### REQUIRED ACTIONS:
- a) Answer these questions using the E. coli outbreak article:
(i) How many of the confirmed victims are children?
(ii) Who are the owners of Oak Leaf Farm?
(iii) How many victims have developed hemolytic uremic syndrome?
- b) Reproduce everything in the E. coli outbreak article from "As of midday" down to "update posted Friday.", changing "victims" to "patients".
PASSAGE PROVIDED: Begin
Officials seek public’s help as E. coli outbreak count doubles
By News Desk |April 2, 2016
Confirmed E. coli cases linked to a Connecticut goat dairy more than doubled in the past week as health officials renewed calls for public assistance with their investigation.
Of the 34 victims confirmed by the state, 28 are children ranging in age from 10 months to 14 years. Eighteen of them are less than 5 years old.
The source of the E. coli O157:H7 outbreak is believed to be Oak Leaf Farm in Lebanon, CT, according to Friday’s outbreak update from the state Department of Public Health (DPH).
All but three of the victims visited the goat farm before becoming sick. The three victims who didn’t visit the farm are considered secondary cases because they reported having direct contact with people who visited Oak Leaf Farm.
As of midday Friday, nine of the victims have been hospitalized and three have developed hemolytic uremic syndrome (HUS), a rare but serious illness that affects the kidneys and blood clotting system.
“DPH continues to monitor for additional reports of secondary cases,” according to an update posted Friday.
“The investigation by DPH, Department of Agriculture and the Centers for Disease Control and Prevention (CDC) is continuing and expected to last several weeks. DPH, in collaboration with CDC, is planning additional studies to better understand the scope of the outbreak and specific risk factors for illness among persons who visited the farm.”
Oak Leaf Farm produces goat cheese and goat soap, according to its website. Owners, Mark and Jackie Reynolds, have routinely allowed the public to visit the barn and pet the goats. They closed the operation to the public after state officials notified them of the outbreak.
“Oak Leaf Farm remains closed to the public and its owners are cooperating with the investigation,” the state update said. “The (Connecticut) Department of Agriculture advises anyone who recently purchased goats from Oak Leaf Farm to consult with their livestock veterinarians.”
PASSAGE PROVIDED: End
DATASET: Begin
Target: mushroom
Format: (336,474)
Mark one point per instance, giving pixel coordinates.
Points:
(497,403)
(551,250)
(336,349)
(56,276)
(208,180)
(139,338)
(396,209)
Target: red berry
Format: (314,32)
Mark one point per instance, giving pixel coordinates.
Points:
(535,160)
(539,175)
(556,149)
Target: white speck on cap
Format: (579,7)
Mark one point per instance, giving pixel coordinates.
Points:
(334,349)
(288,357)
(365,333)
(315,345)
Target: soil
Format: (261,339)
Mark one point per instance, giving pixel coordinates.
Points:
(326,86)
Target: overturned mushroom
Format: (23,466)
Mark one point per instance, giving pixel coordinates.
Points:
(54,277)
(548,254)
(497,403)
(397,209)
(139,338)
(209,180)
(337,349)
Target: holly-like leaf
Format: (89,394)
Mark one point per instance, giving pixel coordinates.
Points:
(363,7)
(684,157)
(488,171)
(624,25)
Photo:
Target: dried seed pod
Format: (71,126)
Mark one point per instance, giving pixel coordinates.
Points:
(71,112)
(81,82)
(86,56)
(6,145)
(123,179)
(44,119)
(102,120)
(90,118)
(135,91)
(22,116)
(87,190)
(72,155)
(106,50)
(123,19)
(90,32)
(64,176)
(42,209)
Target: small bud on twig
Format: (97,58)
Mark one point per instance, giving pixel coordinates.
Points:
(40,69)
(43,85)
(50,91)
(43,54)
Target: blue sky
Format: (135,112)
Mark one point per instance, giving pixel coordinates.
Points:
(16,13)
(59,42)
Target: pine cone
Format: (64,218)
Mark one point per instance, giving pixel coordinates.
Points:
DATASET: End
### RESULTS:
- a)
(i) 28
(ii) Mark and Jackie Reynolds
(iii) Three

- b)
As of midday Friday, nine of the patients have been hospitalized and three have developed hemolytic uremic syndrome (HUS), a rare but serious illness that affects the kidneys and blood clotting system.
“DPH continues to monitor for additional reports of secondary cases,” according to an update posted Friday.